## Task brief
Exactly reproduce the lines from the one holding "Thanks for the photo. Could you please mark the red running" through the final line of the listing below, with both ends included and nothing else.

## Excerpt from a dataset

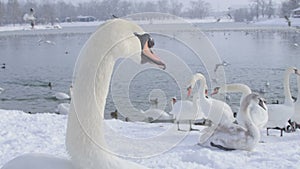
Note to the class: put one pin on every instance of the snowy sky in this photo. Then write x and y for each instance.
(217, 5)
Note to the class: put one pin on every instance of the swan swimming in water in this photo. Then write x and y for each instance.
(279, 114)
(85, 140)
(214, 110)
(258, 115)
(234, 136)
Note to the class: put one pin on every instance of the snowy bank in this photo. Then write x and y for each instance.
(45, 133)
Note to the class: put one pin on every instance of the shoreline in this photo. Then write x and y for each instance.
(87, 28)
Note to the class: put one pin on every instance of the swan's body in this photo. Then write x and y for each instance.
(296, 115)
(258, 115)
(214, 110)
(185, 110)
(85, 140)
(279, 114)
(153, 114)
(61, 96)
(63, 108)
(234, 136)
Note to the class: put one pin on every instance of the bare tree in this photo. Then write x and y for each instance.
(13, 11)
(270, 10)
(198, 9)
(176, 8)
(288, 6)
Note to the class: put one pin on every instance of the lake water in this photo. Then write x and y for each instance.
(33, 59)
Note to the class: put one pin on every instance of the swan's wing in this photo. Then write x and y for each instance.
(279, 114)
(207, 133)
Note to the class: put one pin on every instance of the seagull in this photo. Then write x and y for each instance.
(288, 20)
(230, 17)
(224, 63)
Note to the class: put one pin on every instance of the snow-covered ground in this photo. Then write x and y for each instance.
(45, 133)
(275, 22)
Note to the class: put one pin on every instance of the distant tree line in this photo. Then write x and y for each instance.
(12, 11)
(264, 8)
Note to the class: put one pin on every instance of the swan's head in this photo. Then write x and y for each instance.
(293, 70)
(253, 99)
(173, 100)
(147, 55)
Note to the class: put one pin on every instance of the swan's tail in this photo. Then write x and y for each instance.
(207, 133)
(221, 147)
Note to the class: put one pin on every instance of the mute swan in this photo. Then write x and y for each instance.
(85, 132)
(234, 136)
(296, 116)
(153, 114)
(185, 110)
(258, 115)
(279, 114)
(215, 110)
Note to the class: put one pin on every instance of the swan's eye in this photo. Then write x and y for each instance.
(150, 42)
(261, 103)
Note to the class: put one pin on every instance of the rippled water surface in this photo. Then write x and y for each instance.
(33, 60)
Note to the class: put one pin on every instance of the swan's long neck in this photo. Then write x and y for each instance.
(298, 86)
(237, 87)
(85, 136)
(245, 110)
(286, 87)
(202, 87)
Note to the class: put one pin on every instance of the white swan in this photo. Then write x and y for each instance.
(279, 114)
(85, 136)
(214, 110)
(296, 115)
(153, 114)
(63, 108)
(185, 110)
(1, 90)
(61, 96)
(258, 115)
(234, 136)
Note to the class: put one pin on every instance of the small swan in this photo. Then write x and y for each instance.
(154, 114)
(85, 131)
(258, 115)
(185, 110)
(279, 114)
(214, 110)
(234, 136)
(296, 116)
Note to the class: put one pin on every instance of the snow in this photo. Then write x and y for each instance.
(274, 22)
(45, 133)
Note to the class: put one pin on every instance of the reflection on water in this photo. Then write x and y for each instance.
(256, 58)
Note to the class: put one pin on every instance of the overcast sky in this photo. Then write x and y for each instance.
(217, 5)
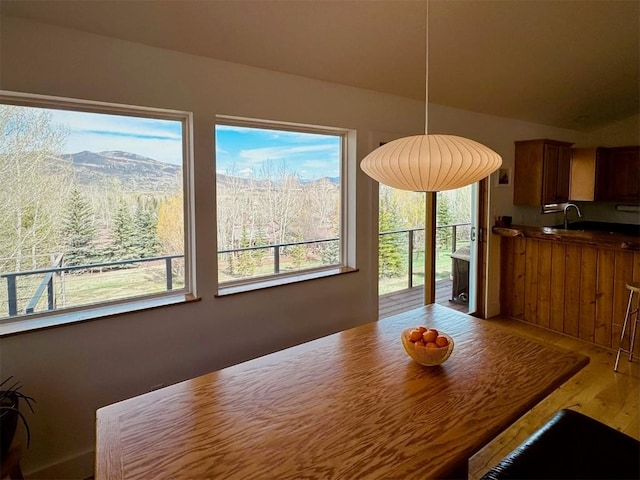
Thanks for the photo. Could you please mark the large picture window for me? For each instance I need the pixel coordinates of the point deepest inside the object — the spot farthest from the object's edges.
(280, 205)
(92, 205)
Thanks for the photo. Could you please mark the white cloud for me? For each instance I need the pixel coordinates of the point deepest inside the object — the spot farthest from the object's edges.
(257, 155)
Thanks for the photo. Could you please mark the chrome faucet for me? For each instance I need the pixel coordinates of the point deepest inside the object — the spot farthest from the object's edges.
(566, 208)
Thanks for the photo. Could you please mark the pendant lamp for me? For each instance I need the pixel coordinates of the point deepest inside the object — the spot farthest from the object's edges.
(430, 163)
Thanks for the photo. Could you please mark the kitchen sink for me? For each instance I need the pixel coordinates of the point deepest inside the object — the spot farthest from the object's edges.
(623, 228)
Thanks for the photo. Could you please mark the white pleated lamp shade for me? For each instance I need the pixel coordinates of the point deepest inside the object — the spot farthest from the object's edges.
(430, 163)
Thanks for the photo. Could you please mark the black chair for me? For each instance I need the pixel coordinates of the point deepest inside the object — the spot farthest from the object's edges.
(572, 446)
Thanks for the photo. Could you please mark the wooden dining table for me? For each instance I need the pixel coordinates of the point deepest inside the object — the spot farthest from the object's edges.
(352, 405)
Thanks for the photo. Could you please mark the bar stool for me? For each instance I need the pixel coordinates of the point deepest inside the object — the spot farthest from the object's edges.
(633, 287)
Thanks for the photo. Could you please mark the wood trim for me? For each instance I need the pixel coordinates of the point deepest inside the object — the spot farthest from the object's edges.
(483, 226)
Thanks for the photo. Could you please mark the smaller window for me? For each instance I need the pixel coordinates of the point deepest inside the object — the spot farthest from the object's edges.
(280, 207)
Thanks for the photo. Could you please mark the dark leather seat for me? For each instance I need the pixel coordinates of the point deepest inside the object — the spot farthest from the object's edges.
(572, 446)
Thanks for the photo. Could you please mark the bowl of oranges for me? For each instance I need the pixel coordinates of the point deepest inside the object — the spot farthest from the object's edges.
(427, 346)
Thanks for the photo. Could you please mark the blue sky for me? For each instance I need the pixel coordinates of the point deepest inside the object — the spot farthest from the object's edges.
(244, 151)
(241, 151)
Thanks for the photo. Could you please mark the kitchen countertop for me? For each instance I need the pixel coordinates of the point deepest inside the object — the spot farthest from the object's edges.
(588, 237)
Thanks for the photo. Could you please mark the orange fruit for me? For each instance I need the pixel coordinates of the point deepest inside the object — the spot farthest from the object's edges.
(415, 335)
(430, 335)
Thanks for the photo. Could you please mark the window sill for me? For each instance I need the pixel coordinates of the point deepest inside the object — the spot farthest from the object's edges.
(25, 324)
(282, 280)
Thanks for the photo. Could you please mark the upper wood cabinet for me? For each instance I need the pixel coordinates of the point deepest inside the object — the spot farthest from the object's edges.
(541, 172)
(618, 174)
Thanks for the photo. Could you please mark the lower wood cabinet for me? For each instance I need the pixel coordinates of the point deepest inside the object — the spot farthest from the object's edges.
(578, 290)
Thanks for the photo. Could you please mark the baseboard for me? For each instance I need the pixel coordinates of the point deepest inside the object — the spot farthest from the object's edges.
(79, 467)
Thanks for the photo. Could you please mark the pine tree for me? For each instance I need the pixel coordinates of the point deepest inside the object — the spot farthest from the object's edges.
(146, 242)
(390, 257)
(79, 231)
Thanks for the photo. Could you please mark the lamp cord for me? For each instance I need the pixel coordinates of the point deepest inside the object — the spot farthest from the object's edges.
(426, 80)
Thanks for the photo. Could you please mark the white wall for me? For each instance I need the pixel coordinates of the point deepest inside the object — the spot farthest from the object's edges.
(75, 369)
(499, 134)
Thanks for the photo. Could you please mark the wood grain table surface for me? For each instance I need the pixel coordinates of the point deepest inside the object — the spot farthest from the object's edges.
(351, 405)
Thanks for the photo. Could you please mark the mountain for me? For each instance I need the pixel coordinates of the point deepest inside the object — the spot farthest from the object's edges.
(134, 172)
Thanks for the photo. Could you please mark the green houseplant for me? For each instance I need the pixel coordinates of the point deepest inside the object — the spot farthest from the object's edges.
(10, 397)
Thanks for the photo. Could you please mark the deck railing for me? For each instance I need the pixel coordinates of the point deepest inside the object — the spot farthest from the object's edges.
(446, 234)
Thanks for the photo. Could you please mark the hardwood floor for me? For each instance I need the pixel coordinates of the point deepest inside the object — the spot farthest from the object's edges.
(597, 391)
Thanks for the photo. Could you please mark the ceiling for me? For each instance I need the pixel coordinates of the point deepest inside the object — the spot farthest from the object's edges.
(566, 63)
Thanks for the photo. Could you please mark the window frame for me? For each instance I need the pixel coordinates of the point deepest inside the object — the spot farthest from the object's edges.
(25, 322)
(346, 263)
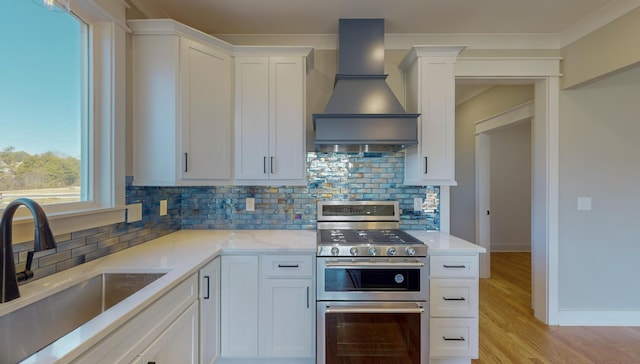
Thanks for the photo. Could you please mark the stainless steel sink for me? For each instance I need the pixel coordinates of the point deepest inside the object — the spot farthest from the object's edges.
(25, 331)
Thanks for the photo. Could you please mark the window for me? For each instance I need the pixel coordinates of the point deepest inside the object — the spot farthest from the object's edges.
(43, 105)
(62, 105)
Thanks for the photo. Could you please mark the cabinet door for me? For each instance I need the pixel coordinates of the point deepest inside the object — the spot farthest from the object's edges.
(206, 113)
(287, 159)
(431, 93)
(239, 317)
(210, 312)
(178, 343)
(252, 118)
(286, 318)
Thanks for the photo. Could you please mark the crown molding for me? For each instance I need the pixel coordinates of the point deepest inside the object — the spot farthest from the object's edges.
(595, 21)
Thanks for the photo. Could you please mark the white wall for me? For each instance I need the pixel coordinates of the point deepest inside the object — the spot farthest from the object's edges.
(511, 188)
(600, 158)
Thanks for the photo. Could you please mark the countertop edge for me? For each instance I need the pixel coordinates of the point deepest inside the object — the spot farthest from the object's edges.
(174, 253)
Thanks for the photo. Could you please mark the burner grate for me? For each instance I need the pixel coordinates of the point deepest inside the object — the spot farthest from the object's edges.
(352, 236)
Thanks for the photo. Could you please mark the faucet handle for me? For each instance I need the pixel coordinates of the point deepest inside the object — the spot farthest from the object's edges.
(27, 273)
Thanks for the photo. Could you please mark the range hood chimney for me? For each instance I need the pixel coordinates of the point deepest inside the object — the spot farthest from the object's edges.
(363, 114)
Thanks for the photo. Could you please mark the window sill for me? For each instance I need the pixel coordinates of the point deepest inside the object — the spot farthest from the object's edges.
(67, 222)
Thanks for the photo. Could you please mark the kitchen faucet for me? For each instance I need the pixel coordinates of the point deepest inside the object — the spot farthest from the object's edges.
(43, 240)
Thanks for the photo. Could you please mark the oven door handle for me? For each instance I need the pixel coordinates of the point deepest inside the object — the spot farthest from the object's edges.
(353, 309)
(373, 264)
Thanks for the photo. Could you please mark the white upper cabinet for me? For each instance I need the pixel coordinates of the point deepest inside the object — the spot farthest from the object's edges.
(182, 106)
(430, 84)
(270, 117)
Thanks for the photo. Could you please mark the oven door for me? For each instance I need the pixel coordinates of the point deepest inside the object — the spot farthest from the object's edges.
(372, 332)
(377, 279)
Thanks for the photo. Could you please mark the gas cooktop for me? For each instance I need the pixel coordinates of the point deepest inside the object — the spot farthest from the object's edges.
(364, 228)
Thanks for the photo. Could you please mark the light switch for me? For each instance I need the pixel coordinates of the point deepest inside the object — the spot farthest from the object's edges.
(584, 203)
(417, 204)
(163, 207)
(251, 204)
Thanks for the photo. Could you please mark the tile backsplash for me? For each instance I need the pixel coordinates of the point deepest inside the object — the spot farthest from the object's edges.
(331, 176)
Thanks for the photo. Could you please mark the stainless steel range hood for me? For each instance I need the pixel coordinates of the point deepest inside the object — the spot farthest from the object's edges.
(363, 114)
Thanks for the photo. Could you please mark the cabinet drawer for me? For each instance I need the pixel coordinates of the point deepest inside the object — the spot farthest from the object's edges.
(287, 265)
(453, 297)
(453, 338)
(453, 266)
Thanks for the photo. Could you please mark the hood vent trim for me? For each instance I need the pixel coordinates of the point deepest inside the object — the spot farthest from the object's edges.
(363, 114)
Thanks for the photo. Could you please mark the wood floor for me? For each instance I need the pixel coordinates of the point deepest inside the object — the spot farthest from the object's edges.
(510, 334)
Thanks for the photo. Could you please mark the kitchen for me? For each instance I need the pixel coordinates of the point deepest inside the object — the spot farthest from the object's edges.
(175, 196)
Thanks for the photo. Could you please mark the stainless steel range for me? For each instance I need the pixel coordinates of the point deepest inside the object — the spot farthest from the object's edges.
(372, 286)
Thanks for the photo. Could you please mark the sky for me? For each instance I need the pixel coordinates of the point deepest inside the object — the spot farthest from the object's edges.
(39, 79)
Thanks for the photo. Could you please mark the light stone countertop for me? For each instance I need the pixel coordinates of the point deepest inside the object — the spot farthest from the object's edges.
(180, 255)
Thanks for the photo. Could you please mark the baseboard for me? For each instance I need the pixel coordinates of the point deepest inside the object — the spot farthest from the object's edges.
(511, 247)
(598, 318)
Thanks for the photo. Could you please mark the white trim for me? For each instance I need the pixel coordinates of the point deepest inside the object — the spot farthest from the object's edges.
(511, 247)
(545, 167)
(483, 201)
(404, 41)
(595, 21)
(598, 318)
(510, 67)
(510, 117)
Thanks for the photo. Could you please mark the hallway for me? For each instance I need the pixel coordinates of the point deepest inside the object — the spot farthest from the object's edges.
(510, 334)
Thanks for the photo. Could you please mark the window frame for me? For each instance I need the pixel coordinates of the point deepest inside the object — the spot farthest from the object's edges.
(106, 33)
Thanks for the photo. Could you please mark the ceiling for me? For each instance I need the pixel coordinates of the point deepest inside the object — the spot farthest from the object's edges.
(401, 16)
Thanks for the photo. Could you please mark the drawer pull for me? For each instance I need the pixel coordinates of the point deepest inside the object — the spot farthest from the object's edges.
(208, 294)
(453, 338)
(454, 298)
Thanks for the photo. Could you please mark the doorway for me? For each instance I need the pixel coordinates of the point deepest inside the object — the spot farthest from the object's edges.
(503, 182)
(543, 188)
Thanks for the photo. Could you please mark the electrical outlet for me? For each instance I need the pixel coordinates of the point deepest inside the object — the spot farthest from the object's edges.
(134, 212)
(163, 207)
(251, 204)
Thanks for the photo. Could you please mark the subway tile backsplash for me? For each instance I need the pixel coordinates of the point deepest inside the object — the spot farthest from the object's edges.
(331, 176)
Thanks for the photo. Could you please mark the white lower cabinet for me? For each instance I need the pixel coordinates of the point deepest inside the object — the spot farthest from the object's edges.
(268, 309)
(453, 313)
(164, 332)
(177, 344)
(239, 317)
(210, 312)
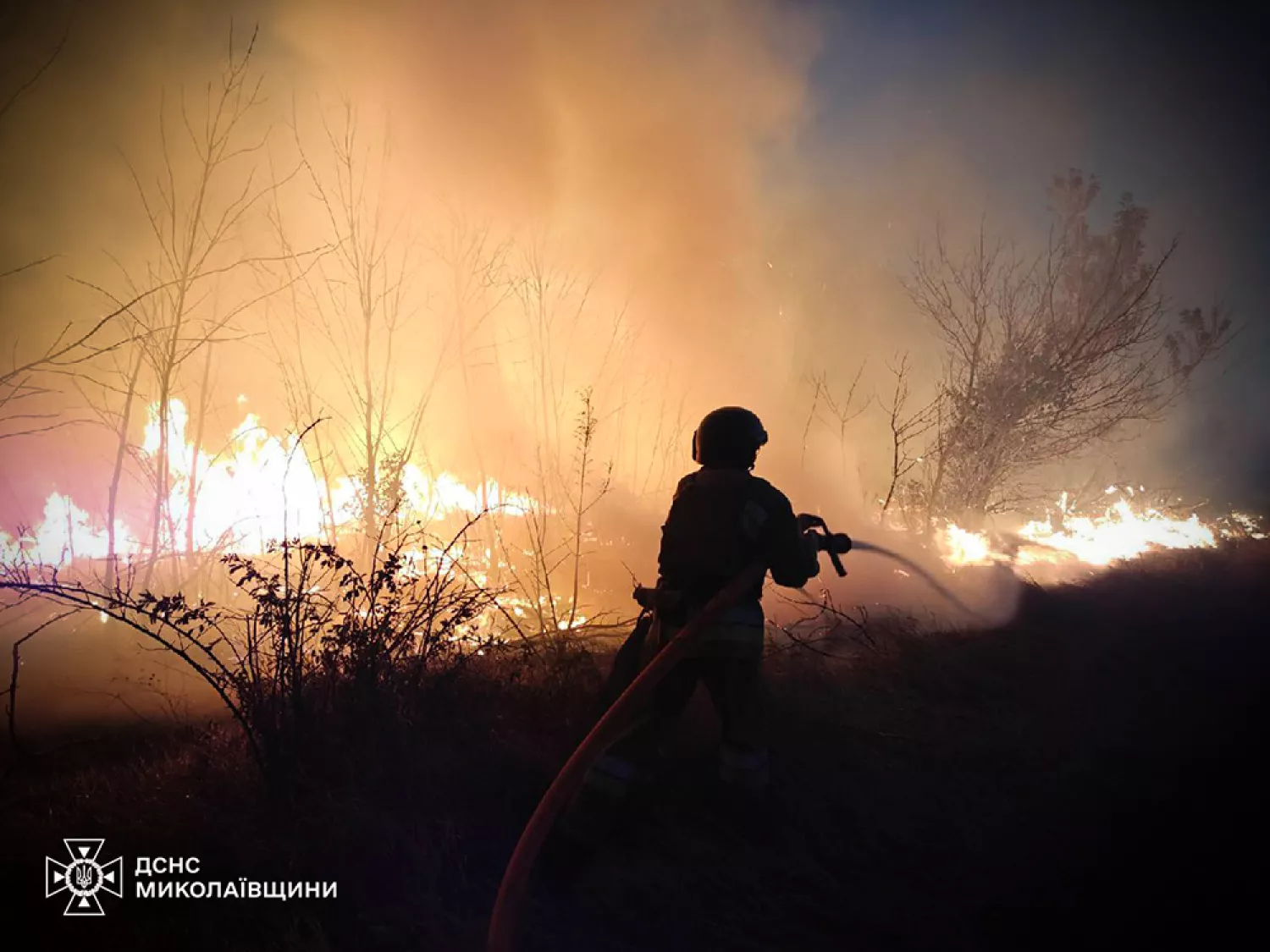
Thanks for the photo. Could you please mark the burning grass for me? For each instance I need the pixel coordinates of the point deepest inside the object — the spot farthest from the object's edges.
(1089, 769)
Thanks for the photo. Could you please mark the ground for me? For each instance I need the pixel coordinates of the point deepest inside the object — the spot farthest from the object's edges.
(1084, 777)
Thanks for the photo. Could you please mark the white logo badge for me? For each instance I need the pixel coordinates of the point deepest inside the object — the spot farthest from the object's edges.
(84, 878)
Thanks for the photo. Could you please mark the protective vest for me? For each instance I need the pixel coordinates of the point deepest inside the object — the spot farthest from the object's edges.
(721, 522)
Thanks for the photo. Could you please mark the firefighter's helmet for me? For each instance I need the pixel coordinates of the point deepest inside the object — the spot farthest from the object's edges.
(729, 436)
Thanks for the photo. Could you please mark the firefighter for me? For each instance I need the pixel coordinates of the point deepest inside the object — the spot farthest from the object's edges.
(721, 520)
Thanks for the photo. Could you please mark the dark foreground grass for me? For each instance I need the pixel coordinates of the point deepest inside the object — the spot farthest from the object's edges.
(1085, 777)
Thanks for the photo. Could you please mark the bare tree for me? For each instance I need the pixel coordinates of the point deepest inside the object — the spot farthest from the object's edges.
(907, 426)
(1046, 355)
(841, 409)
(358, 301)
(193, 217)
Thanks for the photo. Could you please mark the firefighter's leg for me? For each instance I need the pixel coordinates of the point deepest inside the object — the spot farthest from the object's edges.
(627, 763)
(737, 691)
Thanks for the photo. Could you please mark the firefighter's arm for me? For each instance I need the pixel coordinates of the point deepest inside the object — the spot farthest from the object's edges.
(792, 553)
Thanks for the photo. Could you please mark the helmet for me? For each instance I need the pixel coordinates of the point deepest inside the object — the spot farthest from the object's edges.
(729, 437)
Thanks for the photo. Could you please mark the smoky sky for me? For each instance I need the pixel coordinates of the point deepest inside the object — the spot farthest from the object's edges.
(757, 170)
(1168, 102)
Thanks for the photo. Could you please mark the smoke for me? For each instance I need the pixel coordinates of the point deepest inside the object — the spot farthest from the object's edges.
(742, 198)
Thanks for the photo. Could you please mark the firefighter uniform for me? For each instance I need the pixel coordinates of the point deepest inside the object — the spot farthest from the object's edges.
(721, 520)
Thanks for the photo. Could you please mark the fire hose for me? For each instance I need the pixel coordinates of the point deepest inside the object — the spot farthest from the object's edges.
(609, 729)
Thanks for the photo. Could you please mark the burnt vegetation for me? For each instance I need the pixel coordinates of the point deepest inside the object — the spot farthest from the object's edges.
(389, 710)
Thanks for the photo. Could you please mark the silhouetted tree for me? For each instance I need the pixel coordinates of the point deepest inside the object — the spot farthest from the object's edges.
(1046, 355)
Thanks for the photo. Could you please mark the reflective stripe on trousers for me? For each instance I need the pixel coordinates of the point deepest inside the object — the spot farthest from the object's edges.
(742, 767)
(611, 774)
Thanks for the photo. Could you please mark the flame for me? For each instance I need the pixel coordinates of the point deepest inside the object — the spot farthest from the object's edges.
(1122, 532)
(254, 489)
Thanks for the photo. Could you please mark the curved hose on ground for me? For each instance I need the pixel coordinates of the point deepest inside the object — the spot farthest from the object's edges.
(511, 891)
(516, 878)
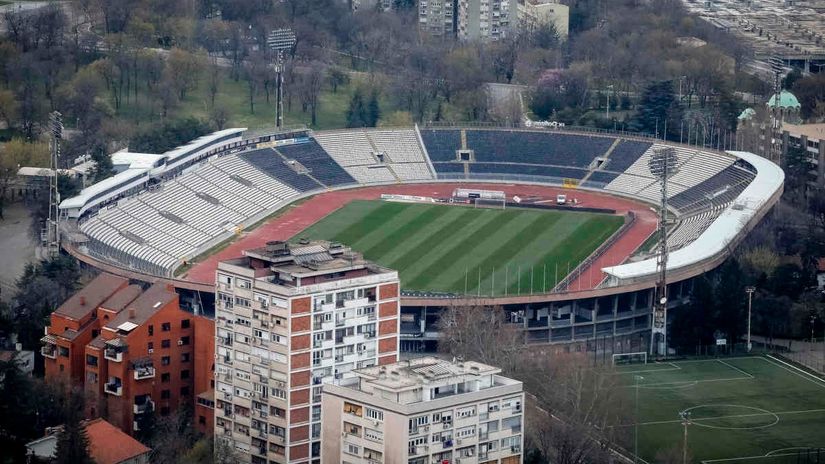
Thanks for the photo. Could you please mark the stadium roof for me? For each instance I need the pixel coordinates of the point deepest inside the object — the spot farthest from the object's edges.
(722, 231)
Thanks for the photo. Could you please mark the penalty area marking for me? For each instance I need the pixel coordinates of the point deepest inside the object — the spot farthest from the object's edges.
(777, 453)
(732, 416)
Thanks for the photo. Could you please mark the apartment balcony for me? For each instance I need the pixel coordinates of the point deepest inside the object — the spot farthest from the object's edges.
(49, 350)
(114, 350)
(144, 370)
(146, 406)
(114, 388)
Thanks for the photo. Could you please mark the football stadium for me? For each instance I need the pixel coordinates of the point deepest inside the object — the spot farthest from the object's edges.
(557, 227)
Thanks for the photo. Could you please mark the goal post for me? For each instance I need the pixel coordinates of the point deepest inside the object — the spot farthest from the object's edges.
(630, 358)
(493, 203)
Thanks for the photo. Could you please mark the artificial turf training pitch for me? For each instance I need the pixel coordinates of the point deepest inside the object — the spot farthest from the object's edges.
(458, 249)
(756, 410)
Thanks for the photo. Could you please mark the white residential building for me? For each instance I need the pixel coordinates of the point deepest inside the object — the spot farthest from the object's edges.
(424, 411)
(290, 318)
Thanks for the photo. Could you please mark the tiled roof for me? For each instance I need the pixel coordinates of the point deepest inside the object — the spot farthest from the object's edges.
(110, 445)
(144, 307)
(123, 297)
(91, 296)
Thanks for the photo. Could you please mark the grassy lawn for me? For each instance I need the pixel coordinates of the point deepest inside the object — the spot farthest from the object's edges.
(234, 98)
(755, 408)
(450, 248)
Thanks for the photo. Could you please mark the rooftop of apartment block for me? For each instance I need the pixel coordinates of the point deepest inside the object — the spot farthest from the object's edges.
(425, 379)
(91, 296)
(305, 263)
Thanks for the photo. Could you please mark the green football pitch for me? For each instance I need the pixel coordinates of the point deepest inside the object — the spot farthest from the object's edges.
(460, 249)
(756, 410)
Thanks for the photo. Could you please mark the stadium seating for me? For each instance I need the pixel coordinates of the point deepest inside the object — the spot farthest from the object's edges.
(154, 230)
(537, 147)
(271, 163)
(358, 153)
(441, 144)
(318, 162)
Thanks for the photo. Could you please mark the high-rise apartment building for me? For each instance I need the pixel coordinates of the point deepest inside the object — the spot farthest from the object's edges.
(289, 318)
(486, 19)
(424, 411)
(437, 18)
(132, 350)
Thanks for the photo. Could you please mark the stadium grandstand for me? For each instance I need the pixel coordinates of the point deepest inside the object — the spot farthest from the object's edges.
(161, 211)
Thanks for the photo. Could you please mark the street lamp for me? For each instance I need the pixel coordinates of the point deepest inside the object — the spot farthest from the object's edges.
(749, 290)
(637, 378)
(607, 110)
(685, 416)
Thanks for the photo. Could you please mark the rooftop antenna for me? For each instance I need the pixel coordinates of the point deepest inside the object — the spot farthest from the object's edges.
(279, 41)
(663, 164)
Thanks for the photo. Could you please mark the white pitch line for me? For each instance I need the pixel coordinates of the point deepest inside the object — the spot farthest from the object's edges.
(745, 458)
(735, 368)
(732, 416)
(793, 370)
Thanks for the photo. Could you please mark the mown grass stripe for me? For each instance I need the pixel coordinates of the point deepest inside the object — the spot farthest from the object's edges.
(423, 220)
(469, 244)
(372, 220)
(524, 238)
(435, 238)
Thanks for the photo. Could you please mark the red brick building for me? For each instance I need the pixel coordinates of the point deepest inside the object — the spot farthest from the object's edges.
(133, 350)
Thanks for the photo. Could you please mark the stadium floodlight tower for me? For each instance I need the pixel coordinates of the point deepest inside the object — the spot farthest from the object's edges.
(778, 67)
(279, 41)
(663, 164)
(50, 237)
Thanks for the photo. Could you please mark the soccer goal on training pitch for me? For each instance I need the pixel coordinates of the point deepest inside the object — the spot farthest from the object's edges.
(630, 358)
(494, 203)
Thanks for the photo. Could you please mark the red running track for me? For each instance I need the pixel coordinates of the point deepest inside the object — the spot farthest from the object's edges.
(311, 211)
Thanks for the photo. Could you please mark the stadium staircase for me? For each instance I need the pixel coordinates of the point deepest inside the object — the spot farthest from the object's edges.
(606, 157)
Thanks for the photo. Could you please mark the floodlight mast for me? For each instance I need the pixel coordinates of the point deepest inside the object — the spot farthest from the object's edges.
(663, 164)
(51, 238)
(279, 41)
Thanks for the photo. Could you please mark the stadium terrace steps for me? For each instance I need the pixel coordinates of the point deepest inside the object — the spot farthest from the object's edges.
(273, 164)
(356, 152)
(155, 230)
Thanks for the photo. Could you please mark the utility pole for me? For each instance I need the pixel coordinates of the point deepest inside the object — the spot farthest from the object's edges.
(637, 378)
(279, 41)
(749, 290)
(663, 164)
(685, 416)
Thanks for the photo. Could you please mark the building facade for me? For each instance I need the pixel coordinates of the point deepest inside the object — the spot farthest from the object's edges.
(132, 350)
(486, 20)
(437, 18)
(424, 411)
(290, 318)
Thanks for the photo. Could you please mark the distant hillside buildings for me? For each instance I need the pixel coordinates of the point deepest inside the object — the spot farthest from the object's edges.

## Solution to the problem
Thanks for the photo. Could you please mark the red running track for me? For each instance I need the pixel coordinates of the point deepest inside the object — the spot farthest from the object's edges.
(311, 211)
Thanks for the photo. Could you please mark the stadium staircase for me? For each instance I need the pixel coordinates of the point deepest inside the object — the spot farthest from the object's edges.
(606, 157)
Thanks for the photo. Could you please mark the floodlight mast for me? For each instance I need the pixel coordinates of the point deepest inside the object — the spot farthest from the object's edges.
(663, 164)
(51, 238)
(279, 41)
Thanks for the photo. Could you please mark the stadium terrace steps for me? For each instance I need the pixel coordinates of the point deepest inside the object — the spot farthest from the object's edges.
(273, 164)
(356, 152)
(155, 230)
Thanks for the photo. Could you please mark the utility pole for me? For each instance I need the pixel coordinates of the point deepest inside the object — the spot farthest from the object's edges.
(637, 378)
(279, 41)
(749, 290)
(663, 164)
(685, 416)
Thanks for the photo. Could you please mark the building facade for me? For each instance I need the pixel coordinates of the point deepest inside the object — the spot farthest from the object's edges.
(132, 350)
(486, 20)
(437, 18)
(424, 411)
(290, 318)
Thanks for the photo. Could you please mark the distant hillside buildings for me? For each instance I need the pixel coordinates of the point deepest inside the object — the spot farthest from the object's edges.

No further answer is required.